▶ TASK TO CARRY OUT
Set each entry down verbatim, omitting images.

_ _ _

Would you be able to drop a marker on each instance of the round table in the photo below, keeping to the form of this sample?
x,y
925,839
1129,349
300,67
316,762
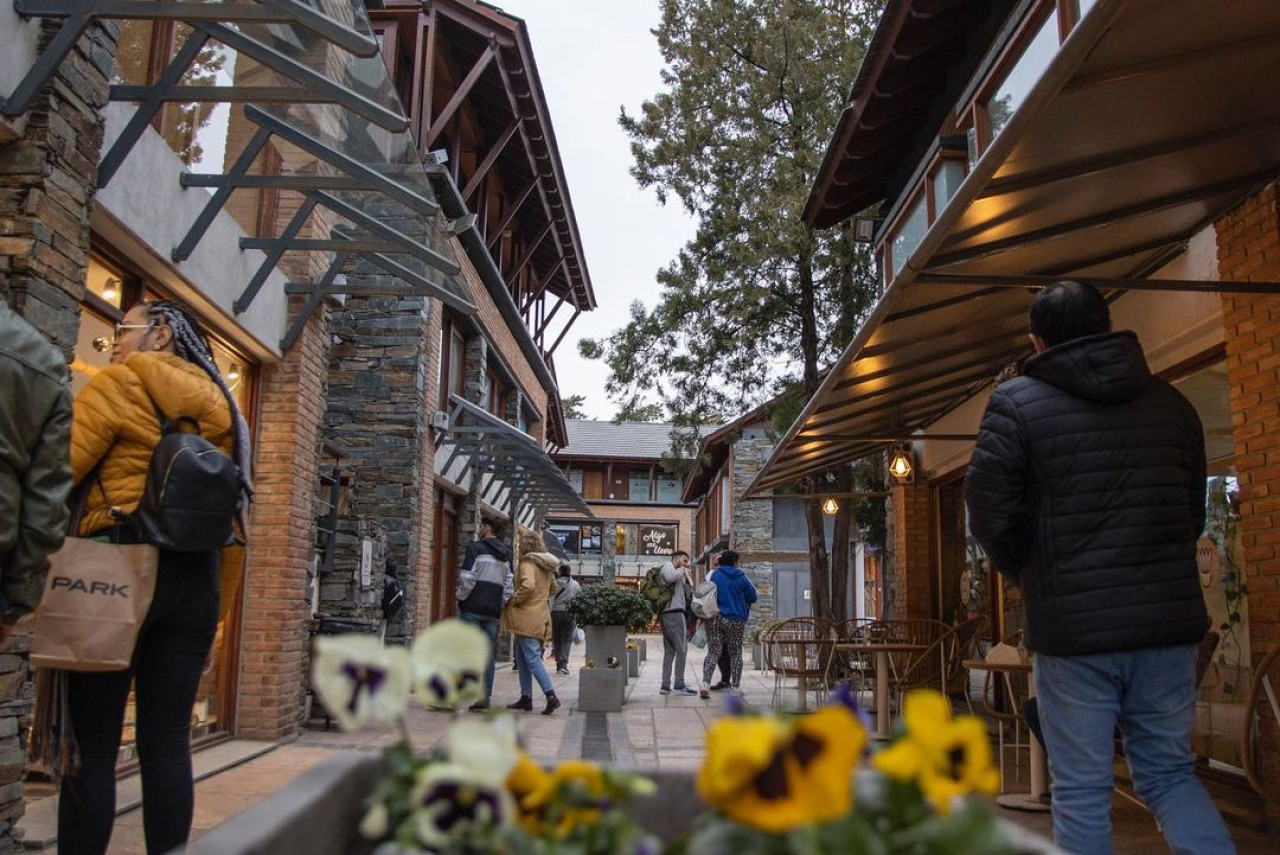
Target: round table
x,y
881,650
1036,800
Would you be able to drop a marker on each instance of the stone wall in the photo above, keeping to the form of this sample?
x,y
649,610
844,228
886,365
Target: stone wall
x,y
376,412
48,177
752,521
1248,248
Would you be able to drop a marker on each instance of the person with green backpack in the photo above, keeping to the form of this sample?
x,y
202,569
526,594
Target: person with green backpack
x,y
672,615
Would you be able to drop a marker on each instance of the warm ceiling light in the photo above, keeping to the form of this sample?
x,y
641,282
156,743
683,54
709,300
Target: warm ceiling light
x,y
900,463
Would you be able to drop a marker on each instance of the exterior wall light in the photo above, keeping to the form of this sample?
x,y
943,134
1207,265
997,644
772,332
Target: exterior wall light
x,y
900,466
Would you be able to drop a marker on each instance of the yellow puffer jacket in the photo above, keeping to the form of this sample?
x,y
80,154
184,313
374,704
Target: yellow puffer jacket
x,y
114,423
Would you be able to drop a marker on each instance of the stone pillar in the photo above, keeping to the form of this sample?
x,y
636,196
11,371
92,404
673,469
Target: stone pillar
x,y
752,521
48,178
282,538
910,567
1248,248
376,411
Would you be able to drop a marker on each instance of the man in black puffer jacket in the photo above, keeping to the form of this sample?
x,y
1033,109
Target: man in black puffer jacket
x,y
1087,490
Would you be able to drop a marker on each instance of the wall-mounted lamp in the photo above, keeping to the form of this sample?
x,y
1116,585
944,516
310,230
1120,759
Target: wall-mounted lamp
x,y
900,466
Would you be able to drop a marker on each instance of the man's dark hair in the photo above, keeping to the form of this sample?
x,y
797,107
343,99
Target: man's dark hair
x,y
1069,310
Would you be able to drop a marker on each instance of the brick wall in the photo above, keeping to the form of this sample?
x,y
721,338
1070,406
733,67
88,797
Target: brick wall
x,y
1248,248
282,538
48,178
910,570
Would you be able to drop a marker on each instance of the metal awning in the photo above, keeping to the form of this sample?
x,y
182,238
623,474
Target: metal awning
x,y
1153,119
504,465
316,95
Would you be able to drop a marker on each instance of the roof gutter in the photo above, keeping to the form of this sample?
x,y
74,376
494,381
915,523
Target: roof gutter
x,y
1072,54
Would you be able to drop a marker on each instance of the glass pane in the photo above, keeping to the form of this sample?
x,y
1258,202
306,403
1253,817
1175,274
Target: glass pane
x,y
909,233
946,182
1024,74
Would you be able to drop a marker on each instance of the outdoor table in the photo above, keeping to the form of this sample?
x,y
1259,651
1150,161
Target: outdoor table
x,y
1033,800
881,650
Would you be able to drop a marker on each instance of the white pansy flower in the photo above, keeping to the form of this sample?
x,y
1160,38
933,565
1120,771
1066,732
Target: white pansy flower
x,y
449,661
487,746
451,800
360,681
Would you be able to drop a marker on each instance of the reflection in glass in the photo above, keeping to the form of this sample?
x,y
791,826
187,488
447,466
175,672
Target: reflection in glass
x,y
1024,74
909,233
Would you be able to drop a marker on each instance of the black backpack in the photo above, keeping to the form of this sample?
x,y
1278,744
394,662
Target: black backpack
x,y
192,492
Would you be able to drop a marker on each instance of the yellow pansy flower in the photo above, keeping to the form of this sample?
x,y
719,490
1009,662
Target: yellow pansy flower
x,y
776,777
946,758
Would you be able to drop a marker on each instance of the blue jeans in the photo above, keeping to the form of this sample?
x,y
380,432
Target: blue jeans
x,y
490,627
1151,695
529,662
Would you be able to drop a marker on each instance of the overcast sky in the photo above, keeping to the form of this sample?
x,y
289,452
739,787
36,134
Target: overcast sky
x,y
595,56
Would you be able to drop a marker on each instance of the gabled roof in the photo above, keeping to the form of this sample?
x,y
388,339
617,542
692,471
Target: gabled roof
x,y
630,439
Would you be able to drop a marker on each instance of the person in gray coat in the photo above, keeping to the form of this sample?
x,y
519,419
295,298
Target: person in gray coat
x,y
35,463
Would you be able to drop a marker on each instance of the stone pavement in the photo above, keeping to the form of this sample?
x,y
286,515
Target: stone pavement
x,y
653,731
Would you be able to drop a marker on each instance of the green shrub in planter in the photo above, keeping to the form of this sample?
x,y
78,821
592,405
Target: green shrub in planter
x,y
607,604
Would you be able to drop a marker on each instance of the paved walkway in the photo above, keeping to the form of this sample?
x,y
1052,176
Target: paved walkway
x,y
654,730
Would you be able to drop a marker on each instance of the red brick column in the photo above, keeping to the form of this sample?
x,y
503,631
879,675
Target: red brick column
x,y
1248,248
282,539
910,506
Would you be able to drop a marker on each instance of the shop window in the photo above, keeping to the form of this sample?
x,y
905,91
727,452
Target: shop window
x,y
1023,76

_ _ _

▶ REPLY TO THE EXERCISE
Would you be able to drop a marker on each instance of the round table in the photo below, keeping to the form of this sample?
x,y
925,839
1129,349
300,67
316,762
Target: round table
x,y
881,650
1036,800
Would you be able to drop a marker on each instance of the stone wall in the photo above, keeping to the form of this sample?
x,y
649,610
844,228
886,365
Target: stone wall
x,y
376,412
48,177
752,521
1248,248
Would you be able to drop a marker on each instance of the person with green backpack in the photo above, keeping to the form of this sample?
x,y
202,569
526,594
Target: person with green backpack
x,y
672,615
Would you be able to drop a marker on each instance of the warm ceiling light in the photo above, keeping to the form of this sample?
x,y
641,282
156,743
683,54
709,300
Target: warm ceiling light
x,y
900,463
Would you be able to drop a marker on each instance of the exterior wall light in the photo above, keeping to the form of this sample?
x,y
943,134
1207,265
997,644
772,332
Target: exterior wall light
x,y
900,466
Would you be able to drop a marker on each instance of the yellow puffer jacket in the photo above, keeping to the form of this sample?
x,y
80,154
184,313
374,704
Target: yellow puffer jacket
x,y
114,423
Would you be able to drop a marker on each instance of the stone pillar in the photo above, keeping to the form of this sample?
x,y
636,196
11,371
92,404
673,469
Target: stone pillar
x,y
752,521
48,178
282,538
910,567
1248,248
376,411
Would you be able to drop a marker on each instance of the man in black puffer jacket in the photo above, keeping to the form of this sample?
x,y
1033,109
Target: man in black puffer jacket
x,y
1087,490
Would you be able to drop a marker on each instance of the wall-mounted lamp in the photo above, keeping to the form of this sample?
x,y
1116,585
944,516
310,230
1120,759
Target: wall-mounted lamp
x,y
900,466
Would you be able to drop a marker on each instance of the man's dark hair in the photo above, keeping to the form of this sample?
x,y
797,107
343,99
Target: man's dark hair
x,y
1069,310
Would you be able to drop a marker on each instance of the brick wall in the photo above, keeping to the form of this sample?
x,y
721,338
1070,406
733,67
88,797
Target: brick wall
x,y
1248,248
282,538
48,178
910,570
Would you be able to drop a marker on each instance of the metal awning in the photo above, keeping to the form of this sample?
x,y
182,238
623,474
Target: metal awning
x,y
1153,119
504,465
316,95
Would you be able to drop a marker on each instance of the roof gutter in the photo above, keeping to the form of this sample?
x,y
74,376
494,381
915,523
Target: roof gutter
x,y
1072,54
Would you be able to drop a marker on each instance of the glass pane in the photo above, keeping to the form of this sample?
x,y
1258,202
306,403
1253,817
1175,274
Target: glass pane
x,y
909,233
946,182
1024,74
Would you be able to drop a marker on each instance of the outdoor table in the photo above, keeping to the form of this sample?
x,y
1259,651
1150,161
Target: outdoor table
x,y
1033,800
881,650
Would you be able to drop a marker on each instance of the white pansy flower in the photo above, keeping to the form of this sample?
x,y
1160,38
933,565
1120,771
1066,732
Target: white pansy flower
x,y
449,661
487,746
451,800
360,681
Would you be able to drop a marker on each instance of the reflection in glass in the photo above, keeping to the form of this sample?
x,y
791,826
187,488
447,466
175,672
Target: reflection in glass
x,y
1024,74
909,233
Would you be able to drop a marker on each instance of the black backpack in the photo above, keeping to the form of this sample?
x,y
1278,744
394,662
Target: black backpack
x,y
192,492
Would you be able to drop a marker on each instance of the yellow pansy flower in the photo above, keeping to the form of this sample?
x,y
719,490
1009,662
Target: yellow pansy flower
x,y
776,777
946,758
Would you be able to drop a marker on each instance of the blue jeans in the photo above, keeping to the form of this sample?
x,y
380,432
Target: blue jeans
x,y
490,627
1151,695
529,662
Would you be able to drop a marker on each instance of the overcast sky in the photo above, keeping to the form of this sample?
x,y
289,452
739,787
36,134
Target: overcast sky
x,y
595,56
Would you be able to drop a marker on each instance of the gabled roof in the photo above, keeping to the form of this sample?
x,y
388,339
617,542
692,471
Target: gabled roof
x,y
630,439
Would you be able to drop a marker on each instance of the person in gray coat in the photo above, keeping to the form of this sample?
x,y
519,419
295,298
Target: person in gray coat
x,y
35,463
Would you be able to drop a marker on each instance of the stone pavement in the photo above, keeping to the form of this sample?
x,y
286,515
Target: stone pavement
x,y
653,731
Would you be able to drop a marker on each instance of the green shrub in planter in the photo above, keeping to the form of this sample?
x,y
78,821
592,405
Target: green shrub in planter
x,y
607,604
Would you be able to drop a marker on each instance of the paved walkway in the photo above, keeping to the form of this sample?
x,y
1052,176
Target: paved walkway
x,y
654,730
Would you be able to drop a marker on each instance of the red brick column in the photo above, keeping to the form of this sample?
x,y
503,631
879,675
Target: red brick column
x,y
1248,248
282,539
910,506
Would you be able to drop a marker on each instance of the shop window in the photo above, keeping to the form of this sample?
x,y
905,91
727,452
Target: shop window
x,y
1023,76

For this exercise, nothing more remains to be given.